Turkey got booted from the U.S. F-35 program in 2019, and instead of lobbying quietly to get back in, Ankara built its own stealth fighter. The TAI TF Kaan, a twin-engine fifth-generation jet developed by Turkish Aerospace Industries, completed its maiden flight in February 2024 and has since landed a $10 billion export deal with Indonesia, with Saudi Arabia not far behind. If you want to understand what the Kaan actually is, what it can do, and where the program really stands in 2026, this guide covers all of it.

How the Program Started

The origins of the TAI TF Kaan go back to December 2010, when Turkey's Defence Industry Executive Committee formally approved the development of a next-generation indigenous fighter. At the time, Turkey was still a partner in the F-35 program and was contributing to its production. The TF-X (as it was then known) was conceived not as a replacement for the F-35, but as a complement to it, a high-end domestic platform that would give Turkey strategic depth.

Early conceptual work included a collaboration with Sweden's Saab to explore airframe configurations. Three designs were considered: a twin-engine layout inspired by the F-22, a single-engine design resembling the F-16, and a high-agility single-engine canard-delta similar to the Saab Gripen. Turkey ultimately went with the twin-engine configuration for its performance, payload capacity, and survivability advantages.

--------

What is asked:
[A] Translate this sentence from the article on the TF Kaan fighter into Spanish: "Early conceptual work included a collaboration with Sweden's Saab to explore airframe configurations."
[B] According to the article on the TF Kaan fighter, in what month and year did the jet complete its maiden flight?
[C] Write the next paragraph of the article on the TF Kaan fighter, picking up right after its final sentence.
The records that follow the article come from a separate source.

Data section:
--------

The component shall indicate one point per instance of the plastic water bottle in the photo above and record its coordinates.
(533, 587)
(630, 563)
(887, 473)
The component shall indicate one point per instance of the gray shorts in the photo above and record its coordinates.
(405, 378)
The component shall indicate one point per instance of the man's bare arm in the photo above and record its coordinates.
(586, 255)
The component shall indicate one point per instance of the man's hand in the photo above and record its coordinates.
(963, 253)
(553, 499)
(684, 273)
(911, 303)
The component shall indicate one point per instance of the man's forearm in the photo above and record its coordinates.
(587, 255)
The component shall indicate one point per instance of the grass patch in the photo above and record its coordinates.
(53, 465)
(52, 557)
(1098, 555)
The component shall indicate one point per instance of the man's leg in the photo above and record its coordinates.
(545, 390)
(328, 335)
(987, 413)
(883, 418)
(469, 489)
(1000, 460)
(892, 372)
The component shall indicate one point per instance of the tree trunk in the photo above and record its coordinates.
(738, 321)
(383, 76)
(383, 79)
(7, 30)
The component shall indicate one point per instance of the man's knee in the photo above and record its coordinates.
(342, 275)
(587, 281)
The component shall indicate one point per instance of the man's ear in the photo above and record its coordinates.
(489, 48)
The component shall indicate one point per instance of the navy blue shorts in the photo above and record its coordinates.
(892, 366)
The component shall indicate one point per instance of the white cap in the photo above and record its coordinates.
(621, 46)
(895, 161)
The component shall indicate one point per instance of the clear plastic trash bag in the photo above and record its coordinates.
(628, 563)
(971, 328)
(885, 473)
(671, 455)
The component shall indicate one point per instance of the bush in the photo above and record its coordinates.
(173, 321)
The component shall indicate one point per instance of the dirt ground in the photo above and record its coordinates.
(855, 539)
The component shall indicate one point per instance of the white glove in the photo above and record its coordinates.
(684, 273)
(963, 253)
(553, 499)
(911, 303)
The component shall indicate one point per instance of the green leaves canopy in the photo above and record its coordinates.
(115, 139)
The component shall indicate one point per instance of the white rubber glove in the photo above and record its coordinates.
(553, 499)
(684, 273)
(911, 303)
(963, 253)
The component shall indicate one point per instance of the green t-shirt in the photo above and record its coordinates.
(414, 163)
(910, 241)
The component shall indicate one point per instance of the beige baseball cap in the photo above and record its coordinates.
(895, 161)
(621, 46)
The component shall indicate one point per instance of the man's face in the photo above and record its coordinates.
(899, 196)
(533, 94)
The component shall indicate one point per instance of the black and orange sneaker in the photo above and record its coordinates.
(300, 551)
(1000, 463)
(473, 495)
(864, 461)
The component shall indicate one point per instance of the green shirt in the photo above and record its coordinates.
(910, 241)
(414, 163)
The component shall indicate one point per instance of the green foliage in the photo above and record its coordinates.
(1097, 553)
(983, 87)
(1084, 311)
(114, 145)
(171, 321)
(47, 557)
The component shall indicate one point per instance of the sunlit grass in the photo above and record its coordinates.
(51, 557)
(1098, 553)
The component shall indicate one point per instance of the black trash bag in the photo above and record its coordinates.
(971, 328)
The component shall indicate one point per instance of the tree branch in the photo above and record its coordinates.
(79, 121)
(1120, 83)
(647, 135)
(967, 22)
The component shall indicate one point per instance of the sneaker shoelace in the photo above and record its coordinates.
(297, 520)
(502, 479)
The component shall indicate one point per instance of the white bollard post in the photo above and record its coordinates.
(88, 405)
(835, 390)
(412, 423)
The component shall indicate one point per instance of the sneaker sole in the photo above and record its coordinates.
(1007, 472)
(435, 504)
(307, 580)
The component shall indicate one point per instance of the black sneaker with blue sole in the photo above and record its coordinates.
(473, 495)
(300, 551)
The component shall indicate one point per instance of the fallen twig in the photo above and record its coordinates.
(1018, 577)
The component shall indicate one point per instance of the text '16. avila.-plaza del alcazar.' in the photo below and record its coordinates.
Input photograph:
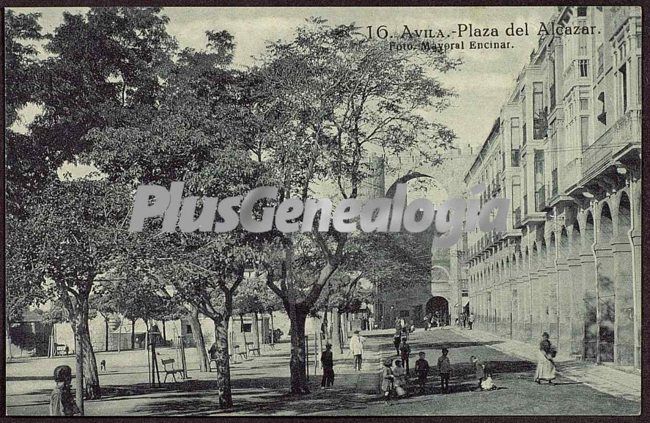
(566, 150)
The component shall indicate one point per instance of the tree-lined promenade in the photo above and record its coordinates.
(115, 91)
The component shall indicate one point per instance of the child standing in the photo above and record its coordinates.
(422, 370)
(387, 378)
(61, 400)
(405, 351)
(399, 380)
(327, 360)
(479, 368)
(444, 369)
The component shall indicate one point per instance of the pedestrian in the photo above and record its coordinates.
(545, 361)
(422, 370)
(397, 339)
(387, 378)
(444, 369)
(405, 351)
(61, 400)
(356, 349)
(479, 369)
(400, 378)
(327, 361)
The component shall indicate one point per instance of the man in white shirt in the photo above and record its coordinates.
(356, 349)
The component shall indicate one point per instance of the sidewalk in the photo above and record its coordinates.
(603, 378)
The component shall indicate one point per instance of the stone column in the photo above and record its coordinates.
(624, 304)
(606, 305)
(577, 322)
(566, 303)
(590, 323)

--------

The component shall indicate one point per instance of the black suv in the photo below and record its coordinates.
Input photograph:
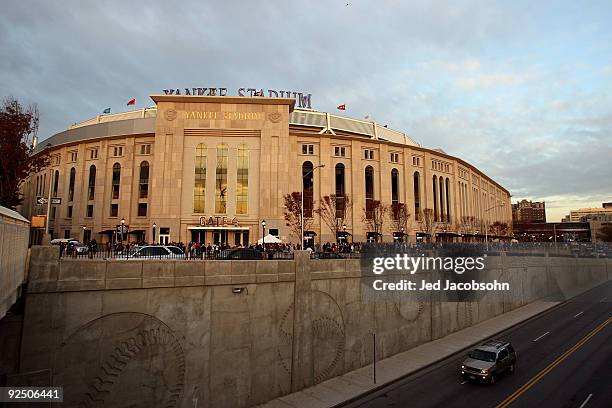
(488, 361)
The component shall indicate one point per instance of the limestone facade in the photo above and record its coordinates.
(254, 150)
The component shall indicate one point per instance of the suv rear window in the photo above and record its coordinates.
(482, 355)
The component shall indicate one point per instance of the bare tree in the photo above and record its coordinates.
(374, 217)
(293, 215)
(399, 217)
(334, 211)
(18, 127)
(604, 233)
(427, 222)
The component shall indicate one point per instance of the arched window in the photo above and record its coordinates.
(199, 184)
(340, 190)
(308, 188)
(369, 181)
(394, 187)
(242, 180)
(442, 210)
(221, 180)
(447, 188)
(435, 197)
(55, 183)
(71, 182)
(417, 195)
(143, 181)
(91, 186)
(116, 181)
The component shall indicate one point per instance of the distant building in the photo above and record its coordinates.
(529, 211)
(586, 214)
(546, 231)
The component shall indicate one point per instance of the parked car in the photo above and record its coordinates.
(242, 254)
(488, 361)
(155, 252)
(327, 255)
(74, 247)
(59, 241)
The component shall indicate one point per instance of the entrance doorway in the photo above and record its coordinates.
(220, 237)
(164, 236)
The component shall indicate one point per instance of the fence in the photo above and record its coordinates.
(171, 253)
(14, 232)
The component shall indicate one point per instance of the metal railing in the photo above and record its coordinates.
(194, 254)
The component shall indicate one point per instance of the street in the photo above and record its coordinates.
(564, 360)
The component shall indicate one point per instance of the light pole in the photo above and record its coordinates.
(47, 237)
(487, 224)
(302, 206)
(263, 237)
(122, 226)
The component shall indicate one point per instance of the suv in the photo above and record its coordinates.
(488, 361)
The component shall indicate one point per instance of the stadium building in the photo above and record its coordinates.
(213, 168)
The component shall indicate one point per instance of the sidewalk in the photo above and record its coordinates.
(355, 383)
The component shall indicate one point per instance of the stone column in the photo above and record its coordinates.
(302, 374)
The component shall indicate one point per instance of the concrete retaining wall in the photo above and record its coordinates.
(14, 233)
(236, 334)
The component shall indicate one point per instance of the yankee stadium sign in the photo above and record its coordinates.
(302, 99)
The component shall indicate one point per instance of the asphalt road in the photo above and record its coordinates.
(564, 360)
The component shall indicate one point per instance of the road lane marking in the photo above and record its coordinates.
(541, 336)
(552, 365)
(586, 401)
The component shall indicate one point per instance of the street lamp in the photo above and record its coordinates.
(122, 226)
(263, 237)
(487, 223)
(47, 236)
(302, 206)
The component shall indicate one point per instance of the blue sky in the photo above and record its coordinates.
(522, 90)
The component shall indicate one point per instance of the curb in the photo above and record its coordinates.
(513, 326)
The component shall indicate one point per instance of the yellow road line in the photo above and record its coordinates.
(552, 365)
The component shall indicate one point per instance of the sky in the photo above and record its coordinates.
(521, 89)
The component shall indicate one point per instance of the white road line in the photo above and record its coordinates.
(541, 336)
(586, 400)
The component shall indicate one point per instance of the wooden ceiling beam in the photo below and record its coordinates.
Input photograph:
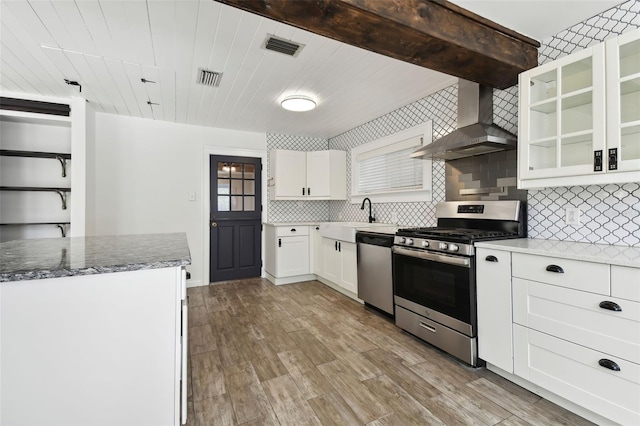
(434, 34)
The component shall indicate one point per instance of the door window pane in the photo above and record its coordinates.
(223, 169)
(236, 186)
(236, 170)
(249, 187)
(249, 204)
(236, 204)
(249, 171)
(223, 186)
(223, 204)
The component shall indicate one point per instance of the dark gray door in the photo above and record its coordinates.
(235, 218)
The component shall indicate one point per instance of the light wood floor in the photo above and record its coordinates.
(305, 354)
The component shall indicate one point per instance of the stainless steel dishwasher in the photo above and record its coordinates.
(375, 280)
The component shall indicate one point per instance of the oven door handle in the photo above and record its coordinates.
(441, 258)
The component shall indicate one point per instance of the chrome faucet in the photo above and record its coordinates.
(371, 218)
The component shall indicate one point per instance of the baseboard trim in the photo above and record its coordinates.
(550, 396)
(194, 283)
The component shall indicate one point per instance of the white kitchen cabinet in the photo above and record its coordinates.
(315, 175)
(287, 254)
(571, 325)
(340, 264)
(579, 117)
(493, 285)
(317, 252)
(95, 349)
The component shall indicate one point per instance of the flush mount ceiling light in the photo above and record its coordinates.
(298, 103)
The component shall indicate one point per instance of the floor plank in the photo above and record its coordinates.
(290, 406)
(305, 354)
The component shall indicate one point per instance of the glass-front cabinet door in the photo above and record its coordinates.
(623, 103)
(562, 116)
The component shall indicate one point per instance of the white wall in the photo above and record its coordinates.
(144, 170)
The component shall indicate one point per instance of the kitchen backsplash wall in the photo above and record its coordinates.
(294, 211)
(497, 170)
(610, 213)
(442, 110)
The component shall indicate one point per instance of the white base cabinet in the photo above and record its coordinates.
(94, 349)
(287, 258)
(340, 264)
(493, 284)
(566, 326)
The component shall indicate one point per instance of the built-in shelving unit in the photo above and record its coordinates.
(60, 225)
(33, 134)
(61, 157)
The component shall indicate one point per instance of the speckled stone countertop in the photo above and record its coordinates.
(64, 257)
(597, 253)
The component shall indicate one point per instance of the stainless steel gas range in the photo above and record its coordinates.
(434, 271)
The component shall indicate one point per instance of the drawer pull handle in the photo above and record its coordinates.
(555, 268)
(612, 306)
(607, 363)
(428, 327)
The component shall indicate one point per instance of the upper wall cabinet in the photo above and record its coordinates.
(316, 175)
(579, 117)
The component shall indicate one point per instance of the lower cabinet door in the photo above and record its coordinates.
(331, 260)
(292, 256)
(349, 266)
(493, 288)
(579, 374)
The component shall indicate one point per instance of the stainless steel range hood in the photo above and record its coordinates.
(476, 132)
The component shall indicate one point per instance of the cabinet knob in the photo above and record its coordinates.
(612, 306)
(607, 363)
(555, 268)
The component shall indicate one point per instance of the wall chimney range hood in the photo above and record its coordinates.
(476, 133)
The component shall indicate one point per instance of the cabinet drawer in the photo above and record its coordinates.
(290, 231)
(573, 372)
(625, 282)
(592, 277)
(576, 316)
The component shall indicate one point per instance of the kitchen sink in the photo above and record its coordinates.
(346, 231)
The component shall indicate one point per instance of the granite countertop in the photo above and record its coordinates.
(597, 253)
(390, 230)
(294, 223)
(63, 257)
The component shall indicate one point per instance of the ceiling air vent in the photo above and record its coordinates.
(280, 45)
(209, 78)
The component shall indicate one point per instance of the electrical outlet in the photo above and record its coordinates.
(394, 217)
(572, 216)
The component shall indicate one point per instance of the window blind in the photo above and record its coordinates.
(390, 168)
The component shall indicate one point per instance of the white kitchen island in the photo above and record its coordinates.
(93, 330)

--------

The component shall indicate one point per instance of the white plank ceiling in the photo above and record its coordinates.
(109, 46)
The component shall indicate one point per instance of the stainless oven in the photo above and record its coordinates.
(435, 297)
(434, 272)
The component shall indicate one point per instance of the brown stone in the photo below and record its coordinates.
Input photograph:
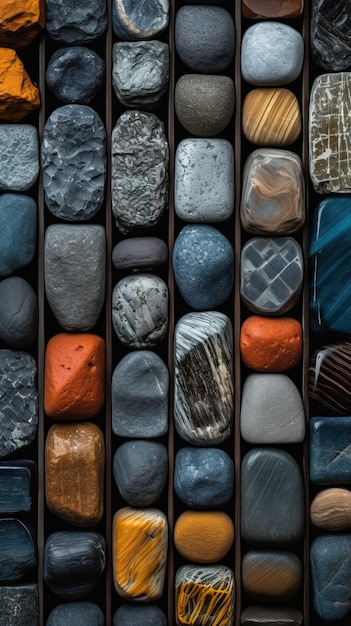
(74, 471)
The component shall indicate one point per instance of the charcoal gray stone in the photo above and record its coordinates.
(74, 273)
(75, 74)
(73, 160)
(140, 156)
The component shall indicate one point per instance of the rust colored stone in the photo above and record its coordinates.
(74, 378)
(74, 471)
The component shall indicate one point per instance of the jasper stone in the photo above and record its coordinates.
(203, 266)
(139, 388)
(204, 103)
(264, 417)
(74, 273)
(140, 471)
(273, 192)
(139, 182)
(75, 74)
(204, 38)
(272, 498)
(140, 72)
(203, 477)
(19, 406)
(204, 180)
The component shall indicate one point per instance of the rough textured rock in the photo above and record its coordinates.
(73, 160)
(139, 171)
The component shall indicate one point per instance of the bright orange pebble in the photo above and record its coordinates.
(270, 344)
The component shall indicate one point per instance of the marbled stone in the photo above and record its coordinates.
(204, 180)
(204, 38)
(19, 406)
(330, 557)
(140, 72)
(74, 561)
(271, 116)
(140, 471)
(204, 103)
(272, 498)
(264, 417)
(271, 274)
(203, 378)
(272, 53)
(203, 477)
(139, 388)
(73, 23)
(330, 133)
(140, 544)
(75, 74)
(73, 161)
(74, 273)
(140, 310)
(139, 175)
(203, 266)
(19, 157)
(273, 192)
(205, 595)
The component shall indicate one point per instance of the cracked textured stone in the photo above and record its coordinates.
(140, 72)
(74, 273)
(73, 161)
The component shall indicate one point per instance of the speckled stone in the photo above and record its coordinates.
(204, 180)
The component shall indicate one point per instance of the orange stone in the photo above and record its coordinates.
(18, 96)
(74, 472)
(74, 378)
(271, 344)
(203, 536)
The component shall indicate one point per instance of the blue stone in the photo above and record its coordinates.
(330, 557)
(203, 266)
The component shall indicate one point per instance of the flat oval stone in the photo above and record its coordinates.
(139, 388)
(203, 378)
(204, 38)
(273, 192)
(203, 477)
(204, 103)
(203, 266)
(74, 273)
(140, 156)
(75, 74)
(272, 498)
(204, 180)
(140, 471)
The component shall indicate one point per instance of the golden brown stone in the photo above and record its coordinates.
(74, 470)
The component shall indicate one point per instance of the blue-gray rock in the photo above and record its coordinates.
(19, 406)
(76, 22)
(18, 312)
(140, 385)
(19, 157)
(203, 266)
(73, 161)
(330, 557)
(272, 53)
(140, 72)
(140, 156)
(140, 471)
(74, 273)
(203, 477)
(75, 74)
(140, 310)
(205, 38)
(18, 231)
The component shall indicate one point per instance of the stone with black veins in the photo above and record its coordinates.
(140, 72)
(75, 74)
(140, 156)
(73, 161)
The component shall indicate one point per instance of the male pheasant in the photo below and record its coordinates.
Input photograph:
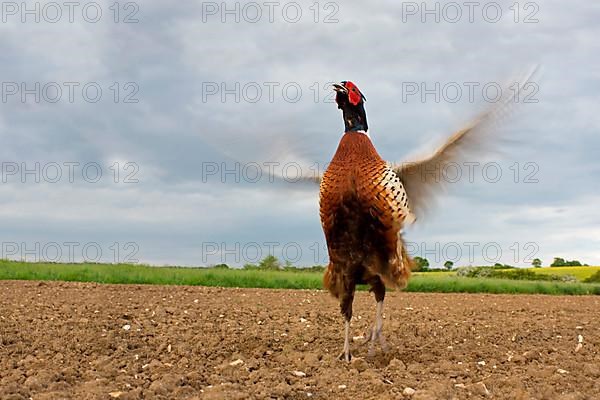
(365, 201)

--------

Answers provided:
[A] El trabajo conceptual inicial incluyó una colaboración con la sueca Saab para explorar configuraciones de fuselaje.

[B] February 2024.

[C]
Then things changed. In 2019, Turkey was removed from the F-35 program over the S-400 purchase. Suddenly the TF-X wasn't a complement to anything. It became the plan. Development accelerated, and in 2016 TAI had signed a $125 million design support agreement with the UK's BAE Systems, who contributed to the airframe design. The aircraft was officially named "Kaan" in May 2023, and its first prototype rolled out publicly that March, followed by its maiden flight on February 21, 2024.

Design and Capabilities

The Kaan is designed around the core attributes of a fifth-generation fighter: low observability (stealth), advanced sensor fusion, internal weapons bays, supercruise capability, and sophisticated electronic warfare systems. At 20.3 meters long with a 13.4-meter wingspan, it's physically close in size to the F-22 Raptor, and the visual similarities are hard to miss.

At the heart of its sensor suite is the MURAD AESA radar, developed by ASELSAN, Turkey's state defense electronics company. The cockpit features a wide-angle glass display and the TULGAR helmet-mounted display, which allows pilots to cue weapons simply by looking at a target. That puts it firmly in the same category as the F-22 and F-35 for cockpit technology. The jet also carries an infrared search-and-track system, electro-optical targeting, and an integrated electronic countermeasures suite.

What makes the Kaan unusual compared to pure air-superiority jets like the F-22 is its weapon loadout. It's designed to carry both air-to-air and air-to-ground munitions, including Turkish-developed equivalents of the AIM-9 Sidewinder, AIM-120 AMRAAM, and various precision strike weapons, all carried internally in the stealth configuration. That puts its mission profile much closer to the F-35 than the F-22, despite the visual resemblance to the latter. In terms of top speed, current estimates put it at Mach 1.8 with a service ceiling of around 55,000 feet.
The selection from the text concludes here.